**REQUIREMENTS:**
Report how many lines in the rows below contain the string "tree". Give only the number.
==============================
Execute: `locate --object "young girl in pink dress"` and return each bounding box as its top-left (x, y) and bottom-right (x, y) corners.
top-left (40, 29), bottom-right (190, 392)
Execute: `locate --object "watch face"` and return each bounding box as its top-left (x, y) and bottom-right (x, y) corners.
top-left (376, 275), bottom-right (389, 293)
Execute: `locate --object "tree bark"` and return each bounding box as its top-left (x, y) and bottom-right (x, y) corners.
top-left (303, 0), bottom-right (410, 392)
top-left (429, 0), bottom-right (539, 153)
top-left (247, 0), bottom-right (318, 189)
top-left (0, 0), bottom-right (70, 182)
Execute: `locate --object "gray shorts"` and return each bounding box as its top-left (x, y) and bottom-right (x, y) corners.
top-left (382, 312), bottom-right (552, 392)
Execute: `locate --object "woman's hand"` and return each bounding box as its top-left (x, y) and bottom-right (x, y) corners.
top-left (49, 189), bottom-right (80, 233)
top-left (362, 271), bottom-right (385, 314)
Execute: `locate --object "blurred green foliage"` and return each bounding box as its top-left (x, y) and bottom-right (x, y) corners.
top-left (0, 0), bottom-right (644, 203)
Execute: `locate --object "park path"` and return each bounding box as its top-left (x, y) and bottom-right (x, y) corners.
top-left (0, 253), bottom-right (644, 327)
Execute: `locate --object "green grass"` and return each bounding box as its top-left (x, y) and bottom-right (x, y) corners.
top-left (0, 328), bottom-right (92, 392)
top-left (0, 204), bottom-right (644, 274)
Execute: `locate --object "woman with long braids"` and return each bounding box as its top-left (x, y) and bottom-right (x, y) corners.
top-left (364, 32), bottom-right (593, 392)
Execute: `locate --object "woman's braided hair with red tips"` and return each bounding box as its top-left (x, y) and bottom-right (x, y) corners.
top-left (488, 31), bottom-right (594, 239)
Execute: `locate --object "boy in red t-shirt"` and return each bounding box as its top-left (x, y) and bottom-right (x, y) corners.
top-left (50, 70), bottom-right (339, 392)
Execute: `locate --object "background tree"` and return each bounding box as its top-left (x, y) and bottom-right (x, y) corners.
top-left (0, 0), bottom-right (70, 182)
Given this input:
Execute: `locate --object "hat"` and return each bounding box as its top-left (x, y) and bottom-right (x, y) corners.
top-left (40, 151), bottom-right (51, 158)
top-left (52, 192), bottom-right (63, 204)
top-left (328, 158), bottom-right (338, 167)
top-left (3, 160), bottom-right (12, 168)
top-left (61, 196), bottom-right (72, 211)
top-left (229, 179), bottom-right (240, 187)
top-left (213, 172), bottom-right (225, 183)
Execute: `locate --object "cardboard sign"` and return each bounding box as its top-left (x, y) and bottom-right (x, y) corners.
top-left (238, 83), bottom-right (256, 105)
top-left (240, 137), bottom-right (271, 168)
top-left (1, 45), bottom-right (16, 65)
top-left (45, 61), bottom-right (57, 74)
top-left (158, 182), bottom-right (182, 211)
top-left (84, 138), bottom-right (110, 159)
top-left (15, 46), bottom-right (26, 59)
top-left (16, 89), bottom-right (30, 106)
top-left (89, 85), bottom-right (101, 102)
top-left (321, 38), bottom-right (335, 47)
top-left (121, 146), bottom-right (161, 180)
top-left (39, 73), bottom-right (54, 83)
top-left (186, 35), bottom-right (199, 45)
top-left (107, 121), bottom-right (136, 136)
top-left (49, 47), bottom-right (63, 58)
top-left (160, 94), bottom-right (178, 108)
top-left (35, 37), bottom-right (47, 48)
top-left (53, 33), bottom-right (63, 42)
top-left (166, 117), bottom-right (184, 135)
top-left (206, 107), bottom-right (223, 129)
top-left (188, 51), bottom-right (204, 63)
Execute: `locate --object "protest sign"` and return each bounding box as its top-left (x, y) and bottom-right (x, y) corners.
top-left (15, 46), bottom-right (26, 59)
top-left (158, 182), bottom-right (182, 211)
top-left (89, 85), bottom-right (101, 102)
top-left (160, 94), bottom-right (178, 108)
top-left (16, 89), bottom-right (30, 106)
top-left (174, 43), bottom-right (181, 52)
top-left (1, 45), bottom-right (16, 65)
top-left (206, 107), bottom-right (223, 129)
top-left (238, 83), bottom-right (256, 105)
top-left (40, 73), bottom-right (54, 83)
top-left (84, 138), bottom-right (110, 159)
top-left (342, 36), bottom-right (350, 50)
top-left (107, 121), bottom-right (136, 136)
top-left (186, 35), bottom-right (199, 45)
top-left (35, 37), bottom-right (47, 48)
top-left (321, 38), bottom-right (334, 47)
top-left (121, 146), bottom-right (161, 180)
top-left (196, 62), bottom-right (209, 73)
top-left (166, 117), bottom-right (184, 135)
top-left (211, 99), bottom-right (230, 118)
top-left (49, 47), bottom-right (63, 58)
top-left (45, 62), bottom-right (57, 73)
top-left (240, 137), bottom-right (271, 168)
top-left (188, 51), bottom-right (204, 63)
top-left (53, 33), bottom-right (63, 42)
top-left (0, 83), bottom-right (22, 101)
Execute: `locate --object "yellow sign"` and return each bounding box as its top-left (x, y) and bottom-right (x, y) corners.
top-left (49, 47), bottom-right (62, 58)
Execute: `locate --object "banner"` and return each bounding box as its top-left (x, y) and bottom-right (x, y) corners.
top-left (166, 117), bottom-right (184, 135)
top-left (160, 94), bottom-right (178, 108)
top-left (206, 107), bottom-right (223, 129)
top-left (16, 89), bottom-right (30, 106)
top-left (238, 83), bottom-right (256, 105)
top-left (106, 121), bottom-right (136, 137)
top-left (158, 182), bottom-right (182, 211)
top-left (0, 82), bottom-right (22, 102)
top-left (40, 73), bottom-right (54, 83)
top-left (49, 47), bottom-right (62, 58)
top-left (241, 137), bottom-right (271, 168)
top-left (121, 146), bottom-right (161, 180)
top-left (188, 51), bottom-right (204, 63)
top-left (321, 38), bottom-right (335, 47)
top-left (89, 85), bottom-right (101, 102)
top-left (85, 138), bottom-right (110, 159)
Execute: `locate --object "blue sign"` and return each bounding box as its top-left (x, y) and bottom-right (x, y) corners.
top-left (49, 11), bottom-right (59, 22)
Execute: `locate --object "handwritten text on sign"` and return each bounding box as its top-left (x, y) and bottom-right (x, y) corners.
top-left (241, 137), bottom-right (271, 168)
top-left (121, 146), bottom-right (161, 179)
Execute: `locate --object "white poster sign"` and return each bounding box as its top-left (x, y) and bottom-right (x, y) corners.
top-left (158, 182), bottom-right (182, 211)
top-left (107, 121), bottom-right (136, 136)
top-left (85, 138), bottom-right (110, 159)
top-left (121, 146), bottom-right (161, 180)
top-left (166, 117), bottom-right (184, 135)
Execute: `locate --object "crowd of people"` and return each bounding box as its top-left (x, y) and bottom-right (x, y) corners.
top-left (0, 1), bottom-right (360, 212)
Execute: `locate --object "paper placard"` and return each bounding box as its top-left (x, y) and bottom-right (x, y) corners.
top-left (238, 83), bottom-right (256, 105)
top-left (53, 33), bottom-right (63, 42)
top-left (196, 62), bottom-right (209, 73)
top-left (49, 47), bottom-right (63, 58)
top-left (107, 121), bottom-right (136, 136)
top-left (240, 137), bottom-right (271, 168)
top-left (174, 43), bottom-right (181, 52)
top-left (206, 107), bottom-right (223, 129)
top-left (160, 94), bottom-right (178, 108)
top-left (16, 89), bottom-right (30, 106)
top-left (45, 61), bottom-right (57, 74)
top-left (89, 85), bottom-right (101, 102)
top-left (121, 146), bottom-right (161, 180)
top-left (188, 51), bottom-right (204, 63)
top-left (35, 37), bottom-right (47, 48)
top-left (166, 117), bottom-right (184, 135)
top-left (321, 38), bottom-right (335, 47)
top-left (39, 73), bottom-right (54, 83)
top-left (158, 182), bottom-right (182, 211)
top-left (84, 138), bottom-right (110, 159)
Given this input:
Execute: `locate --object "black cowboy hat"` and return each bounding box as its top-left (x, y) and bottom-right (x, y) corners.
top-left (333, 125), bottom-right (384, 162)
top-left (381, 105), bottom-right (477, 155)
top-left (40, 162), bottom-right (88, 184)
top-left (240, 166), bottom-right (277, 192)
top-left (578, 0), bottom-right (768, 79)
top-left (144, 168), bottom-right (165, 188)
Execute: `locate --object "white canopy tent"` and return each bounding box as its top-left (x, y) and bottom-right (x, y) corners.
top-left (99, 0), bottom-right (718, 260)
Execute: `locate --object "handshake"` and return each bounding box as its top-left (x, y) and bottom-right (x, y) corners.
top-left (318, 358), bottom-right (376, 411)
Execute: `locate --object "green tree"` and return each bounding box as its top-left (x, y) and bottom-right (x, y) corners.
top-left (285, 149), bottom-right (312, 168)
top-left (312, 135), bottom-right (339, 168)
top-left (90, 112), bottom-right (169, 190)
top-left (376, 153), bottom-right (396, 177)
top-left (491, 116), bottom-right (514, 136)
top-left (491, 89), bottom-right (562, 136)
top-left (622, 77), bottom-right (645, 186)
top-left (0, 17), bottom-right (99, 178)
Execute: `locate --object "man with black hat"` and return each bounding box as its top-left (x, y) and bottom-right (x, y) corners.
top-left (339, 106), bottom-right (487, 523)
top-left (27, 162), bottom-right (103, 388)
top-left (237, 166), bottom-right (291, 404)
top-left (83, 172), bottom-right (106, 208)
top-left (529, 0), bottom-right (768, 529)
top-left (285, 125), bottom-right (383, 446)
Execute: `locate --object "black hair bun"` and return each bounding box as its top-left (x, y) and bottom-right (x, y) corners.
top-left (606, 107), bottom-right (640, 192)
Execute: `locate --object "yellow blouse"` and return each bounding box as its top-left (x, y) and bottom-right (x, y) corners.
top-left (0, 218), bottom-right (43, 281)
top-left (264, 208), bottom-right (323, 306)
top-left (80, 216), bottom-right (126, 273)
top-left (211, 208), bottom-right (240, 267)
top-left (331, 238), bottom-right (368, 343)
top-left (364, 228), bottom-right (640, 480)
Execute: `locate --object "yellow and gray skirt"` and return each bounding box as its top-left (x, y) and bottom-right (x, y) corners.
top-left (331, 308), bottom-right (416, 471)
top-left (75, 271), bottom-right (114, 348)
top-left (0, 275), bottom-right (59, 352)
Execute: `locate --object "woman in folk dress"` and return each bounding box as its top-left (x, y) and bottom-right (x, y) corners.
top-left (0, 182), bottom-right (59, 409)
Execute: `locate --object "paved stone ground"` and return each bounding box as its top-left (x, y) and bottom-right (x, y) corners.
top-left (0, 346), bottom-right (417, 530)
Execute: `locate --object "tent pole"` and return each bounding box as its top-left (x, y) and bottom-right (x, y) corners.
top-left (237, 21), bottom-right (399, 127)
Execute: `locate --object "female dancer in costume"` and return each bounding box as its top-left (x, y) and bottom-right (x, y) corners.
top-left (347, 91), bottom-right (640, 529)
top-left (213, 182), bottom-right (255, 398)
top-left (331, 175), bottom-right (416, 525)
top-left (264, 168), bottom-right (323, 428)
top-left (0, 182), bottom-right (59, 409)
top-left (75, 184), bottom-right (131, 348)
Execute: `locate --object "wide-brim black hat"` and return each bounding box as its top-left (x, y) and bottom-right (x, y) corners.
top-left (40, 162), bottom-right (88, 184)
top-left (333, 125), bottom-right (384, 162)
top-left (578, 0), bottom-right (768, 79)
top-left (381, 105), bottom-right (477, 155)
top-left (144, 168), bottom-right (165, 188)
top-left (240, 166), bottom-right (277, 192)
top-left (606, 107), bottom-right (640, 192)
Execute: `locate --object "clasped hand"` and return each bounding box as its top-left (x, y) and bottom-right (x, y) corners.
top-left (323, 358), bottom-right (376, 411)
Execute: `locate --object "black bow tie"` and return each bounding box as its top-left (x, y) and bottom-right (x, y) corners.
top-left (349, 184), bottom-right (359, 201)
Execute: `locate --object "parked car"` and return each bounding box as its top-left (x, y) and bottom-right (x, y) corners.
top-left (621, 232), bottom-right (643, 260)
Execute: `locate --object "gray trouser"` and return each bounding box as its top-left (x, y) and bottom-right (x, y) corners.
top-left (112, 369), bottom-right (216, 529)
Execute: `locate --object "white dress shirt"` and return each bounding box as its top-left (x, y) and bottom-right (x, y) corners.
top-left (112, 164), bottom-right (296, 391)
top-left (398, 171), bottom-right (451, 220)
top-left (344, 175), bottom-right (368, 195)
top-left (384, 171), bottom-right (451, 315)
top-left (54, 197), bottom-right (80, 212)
==============================
**EXERCISE RESULT:**
3